Location identification entries
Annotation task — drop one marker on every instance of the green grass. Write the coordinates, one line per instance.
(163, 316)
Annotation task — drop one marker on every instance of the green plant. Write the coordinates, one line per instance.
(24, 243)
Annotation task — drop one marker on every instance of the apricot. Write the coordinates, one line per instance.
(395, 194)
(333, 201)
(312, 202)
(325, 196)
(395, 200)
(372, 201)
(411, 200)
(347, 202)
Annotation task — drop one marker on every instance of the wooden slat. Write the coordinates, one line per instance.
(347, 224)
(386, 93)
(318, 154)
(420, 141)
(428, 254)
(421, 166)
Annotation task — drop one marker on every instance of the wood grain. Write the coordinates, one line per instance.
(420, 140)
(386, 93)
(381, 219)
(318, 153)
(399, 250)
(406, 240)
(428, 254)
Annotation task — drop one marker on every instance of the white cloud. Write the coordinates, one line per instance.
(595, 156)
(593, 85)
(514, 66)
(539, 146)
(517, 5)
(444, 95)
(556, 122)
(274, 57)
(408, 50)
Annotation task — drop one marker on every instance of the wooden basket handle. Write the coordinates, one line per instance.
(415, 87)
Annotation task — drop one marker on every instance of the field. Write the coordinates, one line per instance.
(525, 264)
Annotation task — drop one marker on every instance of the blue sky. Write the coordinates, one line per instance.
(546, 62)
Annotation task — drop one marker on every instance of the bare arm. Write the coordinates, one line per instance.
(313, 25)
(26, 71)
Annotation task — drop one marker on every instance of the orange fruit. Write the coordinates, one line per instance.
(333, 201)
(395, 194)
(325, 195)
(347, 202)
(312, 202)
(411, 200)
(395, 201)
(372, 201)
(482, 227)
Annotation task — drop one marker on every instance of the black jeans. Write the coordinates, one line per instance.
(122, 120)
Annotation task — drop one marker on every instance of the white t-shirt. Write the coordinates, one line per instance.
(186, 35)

Directive
Present the records from the line containing "arm. Write the coordinates, one line per instance." through the last line of the records as a Markdown table with the columns Row and Line. Number each row and leave out blank lines.

Response
| Row | Line |
|---|---|
| 1 | Annotation task — drop one marker on every instance of the bare arm. Write the coordinates, one line per instance. |
| 2 | (313, 25) |
| 3 | (26, 71) |
| 4 | Annotation task — drop one marker on every instance of the orange fruit. Write the coordinates, one line per instance. |
| 5 | (333, 201) |
| 6 | (395, 194) |
| 7 | (325, 195) |
| 8 | (347, 202) |
| 9 | (312, 202) |
| 10 | (411, 200) |
| 11 | (395, 201) |
| 12 | (372, 201) |
| 13 | (482, 227) |
| 14 | Annotation task — drop one marker on every instance of the black jeans. Write the coordinates, one line per instance. |
| 15 | (122, 120) |
| 16 | Annotation task — drop one marker on every instance of the white t-shirt. Write the coordinates, one line per instance. |
| 17 | (186, 35) |